* [Page extract]:
LONDON (Reuters) - Botswana's former President Festus Mogae won the $5-million Mo Ibrahim Prize for African leadership on Monday for steering his country along a stable, prosperous path and leading the fight against AIDS.
Former United Nations Secretary-General Kofi Annan declared Mogae the winner of the world's largest individual award at an event at London's City Hall.
The prize is awarded to a democratically elected former leader of a sub-Saharan African country who served his constitutional term and left office in the past three years.
Mogae handed over power earlier this year in a smooth transition after nearly a decade in power.
"President Mogae's outstanding leadership has ensured Botswana's continued stability and prosperity in the face of an HIV/AIDS pandemic which threatened the future of his country and people," Annan said.
Botswana is a rare political and economic success story on the world's poorest and most unstable continent.
The country of nearly two million is the world's biggest diamond producer.
The six-member prize committee said Mogae had put in place one of Africa's most comprehensive programmes for tackling AIDS in a country where one in three adults is estimated to be infected with HIV.
Since stepping down, Mogae has teamed up with other former African presidents to fight AIDS.
Annan, a Ghanaian, chairs the prize committee which includes fellow Nobel peace laureates Martti Ahtisaari, a former president of Finland, and Mohamed ElBaradei, the director-general of the International Atomic Energy Agency.
The first winner of the prize last year was Mozambique's former President Joaquim Chissano, who stood aside after leading his country to peace and democracy after years of civil war.
Ibrahim, a Sudanese-born telecommunications entrepreneur, established the prize as a way to encourage good governance in a continent blighted by corruption and a frequently loose adherence to democratic principles.
Annan acknowledged that some would ask why a leader should be rewarded for doing the job he was elected to do, but he said "excellence has to be encouraged".
"I would want to see a discussion take place in our continent where every citizen in every country is asking: 'How come Festus Mogae won? What did he do to deserve the award? Why isn't my president winning?" he said.
ElBaradei, an Egyptian, said there was a link between poverty, lack of good governance, violence and the temptation to acquire weapons of mass destruction.
"We need to show people that you can in fact in Africa have good governance," he told Reuters.
Mogae will receive the prize at a November 15 ceremony in Alexandria, Egypt.
He will receive $5 million over 10 years and then $200,000 a year for life, with another possible $200,000 a year for 10 years for "good causes" that he supports.

* [What this exercise asks]:
[a] Set down, word for word, the part of the Mo Ibrahim Prize article starting with "LONDON (Reuters) - Botswana's" and going on through "London's City Hall.".
[b] Decide whether each statement agrees with the Mo Ibrahim Prize article, answering yes or no and quoting the words that settle it: (i) Mogae gave up power after nearly ten years in office. (ii) The prize committee has five members. (iii) Mogae will receive the prize at a ceremony in London.

* [Given records]:

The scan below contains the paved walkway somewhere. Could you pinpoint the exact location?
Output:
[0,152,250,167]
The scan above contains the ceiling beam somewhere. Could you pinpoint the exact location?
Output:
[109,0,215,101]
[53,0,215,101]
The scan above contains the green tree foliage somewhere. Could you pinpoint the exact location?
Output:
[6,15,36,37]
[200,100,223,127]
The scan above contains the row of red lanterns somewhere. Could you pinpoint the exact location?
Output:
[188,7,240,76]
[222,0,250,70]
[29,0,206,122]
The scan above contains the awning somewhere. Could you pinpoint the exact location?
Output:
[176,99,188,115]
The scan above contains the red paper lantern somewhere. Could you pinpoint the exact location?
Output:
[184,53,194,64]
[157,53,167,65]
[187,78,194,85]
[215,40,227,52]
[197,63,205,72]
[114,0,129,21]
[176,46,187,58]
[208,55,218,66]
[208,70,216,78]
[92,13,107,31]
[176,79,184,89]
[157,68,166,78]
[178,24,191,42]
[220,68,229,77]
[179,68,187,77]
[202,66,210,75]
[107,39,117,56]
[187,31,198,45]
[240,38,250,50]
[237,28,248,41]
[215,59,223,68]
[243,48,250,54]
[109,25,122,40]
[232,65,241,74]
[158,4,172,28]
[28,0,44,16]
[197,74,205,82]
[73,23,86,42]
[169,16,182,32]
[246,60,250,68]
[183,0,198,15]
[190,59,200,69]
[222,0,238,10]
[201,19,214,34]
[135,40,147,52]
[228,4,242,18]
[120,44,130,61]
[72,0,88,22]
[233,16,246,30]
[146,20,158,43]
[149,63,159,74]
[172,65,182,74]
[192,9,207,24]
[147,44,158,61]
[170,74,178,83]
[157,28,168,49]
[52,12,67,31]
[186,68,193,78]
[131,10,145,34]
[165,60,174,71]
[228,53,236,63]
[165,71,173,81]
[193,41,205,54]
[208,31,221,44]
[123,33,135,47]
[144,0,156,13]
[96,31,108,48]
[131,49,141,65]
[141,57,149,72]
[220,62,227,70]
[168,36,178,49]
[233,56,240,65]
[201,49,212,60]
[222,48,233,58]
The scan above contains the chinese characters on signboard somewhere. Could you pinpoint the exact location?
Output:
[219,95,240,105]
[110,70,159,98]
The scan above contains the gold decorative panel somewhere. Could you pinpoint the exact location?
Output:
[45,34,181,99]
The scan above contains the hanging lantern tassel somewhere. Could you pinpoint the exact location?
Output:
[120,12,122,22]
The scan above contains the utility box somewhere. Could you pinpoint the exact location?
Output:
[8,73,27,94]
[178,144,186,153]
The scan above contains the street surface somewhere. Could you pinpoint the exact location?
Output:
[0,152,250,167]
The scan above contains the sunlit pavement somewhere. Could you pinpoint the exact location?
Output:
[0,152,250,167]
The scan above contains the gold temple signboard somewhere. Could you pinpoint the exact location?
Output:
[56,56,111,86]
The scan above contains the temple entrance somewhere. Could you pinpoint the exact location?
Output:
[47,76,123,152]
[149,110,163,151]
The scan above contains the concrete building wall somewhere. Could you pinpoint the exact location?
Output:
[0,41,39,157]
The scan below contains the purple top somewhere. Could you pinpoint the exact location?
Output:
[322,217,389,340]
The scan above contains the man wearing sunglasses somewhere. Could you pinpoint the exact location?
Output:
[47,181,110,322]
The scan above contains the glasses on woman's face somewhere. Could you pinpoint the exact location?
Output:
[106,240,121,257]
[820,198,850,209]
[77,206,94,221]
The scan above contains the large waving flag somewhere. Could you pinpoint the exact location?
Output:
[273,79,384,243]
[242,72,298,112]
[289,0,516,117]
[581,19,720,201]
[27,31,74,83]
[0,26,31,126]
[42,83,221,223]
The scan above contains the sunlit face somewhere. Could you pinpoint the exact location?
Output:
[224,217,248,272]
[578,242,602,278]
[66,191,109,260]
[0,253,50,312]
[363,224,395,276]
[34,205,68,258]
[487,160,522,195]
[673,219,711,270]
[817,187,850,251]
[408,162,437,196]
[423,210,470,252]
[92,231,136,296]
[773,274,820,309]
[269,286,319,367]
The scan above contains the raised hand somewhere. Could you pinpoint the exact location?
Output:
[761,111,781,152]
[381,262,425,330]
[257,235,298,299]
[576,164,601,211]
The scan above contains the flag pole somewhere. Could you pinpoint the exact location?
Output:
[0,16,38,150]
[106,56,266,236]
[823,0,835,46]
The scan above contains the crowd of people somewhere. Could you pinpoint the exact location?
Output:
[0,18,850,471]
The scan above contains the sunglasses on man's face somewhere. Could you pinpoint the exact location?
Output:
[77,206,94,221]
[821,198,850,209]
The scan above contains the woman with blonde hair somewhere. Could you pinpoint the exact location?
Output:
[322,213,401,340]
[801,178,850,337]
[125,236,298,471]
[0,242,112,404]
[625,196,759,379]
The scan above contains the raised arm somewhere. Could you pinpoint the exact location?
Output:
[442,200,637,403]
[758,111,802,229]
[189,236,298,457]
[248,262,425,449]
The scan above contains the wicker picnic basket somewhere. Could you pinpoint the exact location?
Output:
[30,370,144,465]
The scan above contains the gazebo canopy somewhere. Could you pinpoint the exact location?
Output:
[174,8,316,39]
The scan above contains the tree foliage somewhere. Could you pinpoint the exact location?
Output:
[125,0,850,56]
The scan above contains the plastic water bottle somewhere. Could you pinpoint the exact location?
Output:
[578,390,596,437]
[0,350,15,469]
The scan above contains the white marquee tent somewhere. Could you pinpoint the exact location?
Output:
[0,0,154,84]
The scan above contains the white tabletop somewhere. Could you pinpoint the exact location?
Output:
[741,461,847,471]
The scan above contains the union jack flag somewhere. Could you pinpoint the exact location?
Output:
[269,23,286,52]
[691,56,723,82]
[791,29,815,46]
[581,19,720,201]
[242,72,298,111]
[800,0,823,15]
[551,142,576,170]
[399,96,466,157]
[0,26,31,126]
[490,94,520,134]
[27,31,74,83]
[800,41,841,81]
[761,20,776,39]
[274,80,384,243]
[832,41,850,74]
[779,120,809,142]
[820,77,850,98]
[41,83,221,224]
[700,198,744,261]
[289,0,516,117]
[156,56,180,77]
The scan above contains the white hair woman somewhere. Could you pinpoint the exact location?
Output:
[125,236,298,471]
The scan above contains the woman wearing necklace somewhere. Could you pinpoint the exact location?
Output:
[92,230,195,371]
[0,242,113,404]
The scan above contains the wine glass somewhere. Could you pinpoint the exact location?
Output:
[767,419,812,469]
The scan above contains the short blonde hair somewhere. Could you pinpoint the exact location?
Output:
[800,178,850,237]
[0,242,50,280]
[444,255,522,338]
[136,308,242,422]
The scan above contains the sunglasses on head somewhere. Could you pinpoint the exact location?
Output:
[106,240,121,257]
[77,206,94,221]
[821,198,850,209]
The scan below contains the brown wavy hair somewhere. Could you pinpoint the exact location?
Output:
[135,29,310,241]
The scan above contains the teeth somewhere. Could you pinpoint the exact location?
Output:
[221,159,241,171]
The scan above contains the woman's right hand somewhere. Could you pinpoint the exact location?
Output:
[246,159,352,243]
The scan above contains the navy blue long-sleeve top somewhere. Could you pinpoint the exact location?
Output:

* [Activity answers]:
[a]
LONDON (Reuters) - Botswana's former President Festus Mogae won the $5-million Mo Ibrahim Prize for African leadership on Monday for steering his country along a stable, prosperous path and leading the fight against AIDS.
Former United Nations Secretary-General Kofi Annan declared Mogae the winner of the world's largest individual award at an event at London's City Hall.

[b]
(i) Yes: "Mogae handed over power earlier this year in a smooth transition after nearly a decade in power."
(ii) No: "The six-member prize committee"
(iii) No: "Mogae will receive the prize at a November 15 ceremony in Alexandria, Egypt."